## BEGIN Dataset content
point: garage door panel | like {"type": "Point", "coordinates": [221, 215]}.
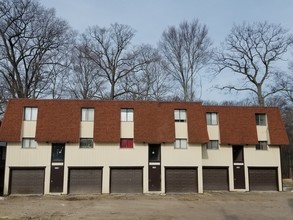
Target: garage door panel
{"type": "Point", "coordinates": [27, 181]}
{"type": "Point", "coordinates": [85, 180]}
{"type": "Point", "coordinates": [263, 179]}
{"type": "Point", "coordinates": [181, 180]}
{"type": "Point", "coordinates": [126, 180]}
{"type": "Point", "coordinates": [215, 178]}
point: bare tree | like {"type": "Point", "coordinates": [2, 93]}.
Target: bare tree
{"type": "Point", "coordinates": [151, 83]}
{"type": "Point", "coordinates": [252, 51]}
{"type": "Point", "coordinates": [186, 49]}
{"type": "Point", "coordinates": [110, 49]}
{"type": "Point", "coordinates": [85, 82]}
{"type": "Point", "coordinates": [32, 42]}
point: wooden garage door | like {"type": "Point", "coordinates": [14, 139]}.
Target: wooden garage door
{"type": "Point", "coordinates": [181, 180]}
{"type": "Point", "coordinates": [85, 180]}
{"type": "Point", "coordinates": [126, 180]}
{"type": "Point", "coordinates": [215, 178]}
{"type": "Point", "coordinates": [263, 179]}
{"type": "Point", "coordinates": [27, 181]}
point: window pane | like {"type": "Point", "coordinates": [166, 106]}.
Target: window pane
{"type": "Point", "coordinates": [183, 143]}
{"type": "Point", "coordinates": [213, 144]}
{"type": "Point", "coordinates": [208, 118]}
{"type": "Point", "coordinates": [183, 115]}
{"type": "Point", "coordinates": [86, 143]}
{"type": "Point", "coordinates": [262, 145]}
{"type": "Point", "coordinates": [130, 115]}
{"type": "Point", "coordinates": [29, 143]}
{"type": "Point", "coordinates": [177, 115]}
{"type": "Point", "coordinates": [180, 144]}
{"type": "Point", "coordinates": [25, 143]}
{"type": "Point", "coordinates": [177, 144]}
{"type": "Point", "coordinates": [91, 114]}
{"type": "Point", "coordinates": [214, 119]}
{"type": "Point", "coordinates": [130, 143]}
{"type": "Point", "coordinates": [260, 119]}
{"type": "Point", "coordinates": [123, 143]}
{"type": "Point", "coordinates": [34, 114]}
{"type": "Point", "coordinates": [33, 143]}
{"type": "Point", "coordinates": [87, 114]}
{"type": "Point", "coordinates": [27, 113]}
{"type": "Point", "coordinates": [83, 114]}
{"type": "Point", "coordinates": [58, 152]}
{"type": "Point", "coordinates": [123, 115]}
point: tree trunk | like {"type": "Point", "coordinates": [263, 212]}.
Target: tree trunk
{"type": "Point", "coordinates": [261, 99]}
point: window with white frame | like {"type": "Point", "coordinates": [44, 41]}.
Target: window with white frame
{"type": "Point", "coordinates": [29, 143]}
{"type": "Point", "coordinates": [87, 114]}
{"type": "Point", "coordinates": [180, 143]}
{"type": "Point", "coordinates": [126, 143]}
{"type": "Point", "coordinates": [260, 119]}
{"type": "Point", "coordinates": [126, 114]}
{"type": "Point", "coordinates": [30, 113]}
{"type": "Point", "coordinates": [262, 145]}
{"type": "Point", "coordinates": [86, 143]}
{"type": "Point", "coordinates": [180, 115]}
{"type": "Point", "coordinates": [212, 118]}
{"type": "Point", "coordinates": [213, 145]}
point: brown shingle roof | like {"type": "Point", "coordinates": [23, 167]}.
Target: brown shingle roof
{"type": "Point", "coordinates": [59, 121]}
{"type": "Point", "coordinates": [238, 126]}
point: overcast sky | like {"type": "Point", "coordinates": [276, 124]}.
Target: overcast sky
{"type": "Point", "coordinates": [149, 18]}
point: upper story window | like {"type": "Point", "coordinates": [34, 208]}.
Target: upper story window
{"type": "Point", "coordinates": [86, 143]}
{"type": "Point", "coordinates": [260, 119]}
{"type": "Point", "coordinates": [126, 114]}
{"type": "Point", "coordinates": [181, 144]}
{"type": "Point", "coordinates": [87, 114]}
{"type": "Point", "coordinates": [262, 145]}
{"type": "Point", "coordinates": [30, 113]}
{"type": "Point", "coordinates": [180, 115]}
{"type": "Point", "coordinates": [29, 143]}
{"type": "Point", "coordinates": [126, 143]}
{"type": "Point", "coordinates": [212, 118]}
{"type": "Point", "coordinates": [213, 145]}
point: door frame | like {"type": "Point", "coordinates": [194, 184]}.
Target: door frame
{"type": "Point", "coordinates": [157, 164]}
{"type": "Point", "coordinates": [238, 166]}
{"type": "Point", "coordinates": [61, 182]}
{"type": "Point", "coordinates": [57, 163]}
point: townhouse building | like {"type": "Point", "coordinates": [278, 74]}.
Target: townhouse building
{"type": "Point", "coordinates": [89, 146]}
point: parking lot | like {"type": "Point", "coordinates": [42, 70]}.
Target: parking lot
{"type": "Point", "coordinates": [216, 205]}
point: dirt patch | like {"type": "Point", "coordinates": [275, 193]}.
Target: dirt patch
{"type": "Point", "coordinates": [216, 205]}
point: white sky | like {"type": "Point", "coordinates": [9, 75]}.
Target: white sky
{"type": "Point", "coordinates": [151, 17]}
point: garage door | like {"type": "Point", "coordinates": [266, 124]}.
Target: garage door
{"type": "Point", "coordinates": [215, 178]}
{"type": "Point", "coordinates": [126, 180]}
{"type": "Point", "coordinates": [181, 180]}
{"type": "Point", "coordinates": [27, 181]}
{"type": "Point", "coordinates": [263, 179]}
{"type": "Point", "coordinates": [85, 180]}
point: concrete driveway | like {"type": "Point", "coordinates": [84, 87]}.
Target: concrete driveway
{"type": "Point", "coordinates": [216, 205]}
## END Dataset content
Leave every image out, and retype the material exactly.

__Complete answer__.
point: garage door panel | like {"type": "Point", "coordinates": [221, 215]}.
Target: garage door panel
{"type": "Point", "coordinates": [27, 181]}
{"type": "Point", "coordinates": [85, 180]}
{"type": "Point", "coordinates": [263, 179]}
{"type": "Point", "coordinates": [181, 180]}
{"type": "Point", "coordinates": [126, 180]}
{"type": "Point", "coordinates": [215, 178]}
point: bare tree | like {"type": "Point", "coordinates": [2, 93]}.
Target: bare tree
{"type": "Point", "coordinates": [151, 83]}
{"type": "Point", "coordinates": [252, 51]}
{"type": "Point", "coordinates": [186, 49]}
{"type": "Point", "coordinates": [110, 49]}
{"type": "Point", "coordinates": [85, 82]}
{"type": "Point", "coordinates": [32, 42]}
point: wooden garage door | like {"type": "Point", "coordinates": [14, 139]}.
Target: wooden garage door
{"type": "Point", "coordinates": [181, 180]}
{"type": "Point", "coordinates": [85, 180]}
{"type": "Point", "coordinates": [126, 180]}
{"type": "Point", "coordinates": [215, 178]}
{"type": "Point", "coordinates": [263, 179]}
{"type": "Point", "coordinates": [27, 181]}
point: window pane | like {"type": "Point", "coordinates": [166, 106]}.
Target: window pane
{"type": "Point", "coordinates": [183, 143]}
{"type": "Point", "coordinates": [213, 144]}
{"type": "Point", "coordinates": [208, 118]}
{"type": "Point", "coordinates": [183, 115]}
{"type": "Point", "coordinates": [86, 143]}
{"type": "Point", "coordinates": [262, 145]}
{"type": "Point", "coordinates": [130, 115]}
{"type": "Point", "coordinates": [29, 143]}
{"type": "Point", "coordinates": [177, 115]}
{"type": "Point", "coordinates": [180, 144]}
{"type": "Point", "coordinates": [25, 143]}
{"type": "Point", "coordinates": [177, 144]}
{"type": "Point", "coordinates": [91, 114]}
{"type": "Point", "coordinates": [214, 119]}
{"type": "Point", "coordinates": [130, 143]}
{"type": "Point", "coordinates": [260, 119]}
{"type": "Point", "coordinates": [123, 143]}
{"type": "Point", "coordinates": [34, 114]}
{"type": "Point", "coordinates": [33, 143]}
{"type": "Point", "coordinates": [87, 114]}
{"type": "Point", "coordinates": [27, 113]}
{"type": "Point", "coordinates": [83, 114]}
{"type": "Point", "coordinates": [58, 152]}
{"type": "Point", "coordinates": [123, 115]}
point: tree trunk | like {"type": "Point", "coordinates": [263, 212]}.
Target: tree trunk
{"type": "Point", "coordinates": [261, 99]}
point: window with white frame | like {"type": "Point", "coordinates": [44, 41]}.
Target: window with white frame
{"type": "Point", "coordinates": [29, 143]}
{"type": "Point", "coordinates": [87, 114]}
{"type": "Point", "coordinates": [180, 143]}
{"type": "Point", "coordinates": [126, 143]}
{"type": "Point", "coordinates": [260, 119]}
{"type": "Point", "coordinates": [126, 114]}
{"type": "Point", "coordinates": [30, 113]}
{"type": "Point", "coordinates": [262, 145]}
{"type": "Point", "coordinates": [86, 143]}
{"type": "Point", "coordinates": [180, 115]}
{"type": "Point", "coordinates": [212, 118]}
{"type": "Point", "coordinates": [213, 145]}
point: brown shingle roof | like {"type": "Point", "coordinates": [23, 167]}.
Target: brown shingle roof
{"type": "Point", "coordinates": [59, 121]}
{"type": "Point", "coordinates": [238, 126]}
point: overcast sky | like {"type": "Point", "coordinates": [276, 124]}.
Target: overcast sky
{"type": "Point", "coordinates": [149, 18]}
point: upper story window | like {"type": "Point", "coordinates": [34, 208]}.
Target: upper story window
{"type": "Point", "coordinates": [86, 143]}
{"type": "Point", "coordinates": [260, 119]}
{"type": "Point", "coordinates": [126, 114]}
{"type": "Point", "coordinates": [181, 144]}
{"type": "Point", "coordinates": [87, 114]}
{"type": "Point", "coordinates": [262, 145]}
{"type": "Point", "coordinates": [30, 113]}
{"type": "Point", "coordinates": [180, 115]}
{"type": "Point", "coordinates": [29, 143]}
{"type": "Point", "coordinates": [126, 143]}
{"type": "Point", "coordinates": [212, 118]}
{"type": "Point", "coordinates": [213, 145]}
point: door frame | like {"type": "Point", "coordinates": [194, 184]}.
Target: door frame
{"type": "Point", "coordinates": [157, 164]}
{"type": "Point", "coordinates": [238, 166]}
{"type": "Point", "coordinates": [61, 182]}
{"type": "Point", "coordinates": [57, 163]}
point: townhouse building | like {"type": "Point", "coordinates": [278, 74]}.
Target: townhouse building
{"type": "Point", "coordinates": [89, 146]}
point: parking lot | like {"type": "Point", "coordinates": [42, 70]}.
Target: parking lot
{"type": "Point", "coordinates": [216, 205]}
point: dirt patch | like {"type": "Point", "coordinates": [275, 193]}.
Target: dirt patch
{"type": "Point", "coordinates": [216, 205]}
point: white sky | like {"type": "Point", "coordinates": [9, 75]}.
Target: white sky
{"type": "Point", "coordinates": [151, 17]}
point: garage door | like {"type": "Point", "coordinates": [266, 124]}.
Target: garage door
{"type": "Point", "coordinates": [215, 178]}
{"type": "Point", "coordinates": [126, 180]}
{"type": "Point", "coordinates": [181, 180]}
{"type": "Point", "coordinates": [27, 181]}
{"type": "Point", "coordinates": [263, 179]}
{"type": "Point", "coordinates": [85, 180]}
point: concrete driveway | like {"type": "Point", "coordinates": [84, 87]}.
Target: concrete driveway
{"type": "Point", "coordinates": [216, 205]}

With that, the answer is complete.